- [Written request] Starting at the line that contains "Where can you spot the blue", print every remaining line of the entries, unchanged, and output nothing more.

- [Listed entries]
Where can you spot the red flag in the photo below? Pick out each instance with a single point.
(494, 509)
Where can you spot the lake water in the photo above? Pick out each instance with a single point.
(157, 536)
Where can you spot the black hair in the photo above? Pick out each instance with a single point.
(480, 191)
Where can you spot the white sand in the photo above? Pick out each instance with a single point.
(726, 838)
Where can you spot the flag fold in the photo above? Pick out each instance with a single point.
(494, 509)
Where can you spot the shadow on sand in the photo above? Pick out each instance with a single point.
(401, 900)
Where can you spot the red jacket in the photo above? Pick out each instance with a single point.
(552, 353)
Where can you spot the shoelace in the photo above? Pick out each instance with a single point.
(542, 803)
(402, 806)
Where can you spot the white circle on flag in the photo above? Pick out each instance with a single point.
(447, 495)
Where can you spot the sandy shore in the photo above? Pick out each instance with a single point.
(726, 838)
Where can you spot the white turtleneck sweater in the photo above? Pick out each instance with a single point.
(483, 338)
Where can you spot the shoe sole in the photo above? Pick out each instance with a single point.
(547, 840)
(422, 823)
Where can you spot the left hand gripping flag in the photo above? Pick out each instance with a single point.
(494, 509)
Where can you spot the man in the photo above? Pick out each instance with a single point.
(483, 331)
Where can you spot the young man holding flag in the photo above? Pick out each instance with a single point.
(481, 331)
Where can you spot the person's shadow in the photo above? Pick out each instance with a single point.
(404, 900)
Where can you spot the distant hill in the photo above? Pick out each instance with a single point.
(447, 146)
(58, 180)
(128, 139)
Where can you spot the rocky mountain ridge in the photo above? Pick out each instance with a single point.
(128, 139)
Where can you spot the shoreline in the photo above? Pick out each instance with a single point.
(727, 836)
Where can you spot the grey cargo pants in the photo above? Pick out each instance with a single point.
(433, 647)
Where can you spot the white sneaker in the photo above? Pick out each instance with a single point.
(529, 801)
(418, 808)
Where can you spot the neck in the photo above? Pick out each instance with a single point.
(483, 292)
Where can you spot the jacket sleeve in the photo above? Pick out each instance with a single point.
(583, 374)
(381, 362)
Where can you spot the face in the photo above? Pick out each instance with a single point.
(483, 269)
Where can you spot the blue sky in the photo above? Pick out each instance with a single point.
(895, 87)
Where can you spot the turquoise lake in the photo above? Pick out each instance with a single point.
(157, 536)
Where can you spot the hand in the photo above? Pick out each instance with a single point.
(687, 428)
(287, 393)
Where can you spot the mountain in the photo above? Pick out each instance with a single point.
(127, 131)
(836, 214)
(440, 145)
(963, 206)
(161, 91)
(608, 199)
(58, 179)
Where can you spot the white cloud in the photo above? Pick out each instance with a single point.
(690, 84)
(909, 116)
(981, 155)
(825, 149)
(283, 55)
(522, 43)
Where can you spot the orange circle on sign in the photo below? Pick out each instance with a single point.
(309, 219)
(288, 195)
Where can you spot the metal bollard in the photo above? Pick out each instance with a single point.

- [Response to the exercise]
Where can you spot the blue sky in the photo above? Pick out each instance with a single point.
(895, 87)
Where can you spot the turquoise lake in the photo above? Pick out each instance with a single point.
(157, 536)
Where can you spot the hand in the photo above? Pick out each instance with a single point.
(687, 428)
(287, 393)
Where can you spot the mountain in the photo above? Pick out each instance with a single point.
(127, 131)
(836, 214)
(440, 145)
(963, 206)
(161, 91)
(608, 199)
(58, 179)
Where can you spot the white cloud in the photo above? Pick out each instance with a single point.
(690, 84)
(909, 116)
(981, 155)
(825, 149)
(283, 55)
(522, 43)
Where can you spot the orange circle on sign in the photo below? Pick out each instance with a single point.
(309, 219)
(288, 195)
Where can you spot the metal bollard in the photo above? Pick out each instance with a single point.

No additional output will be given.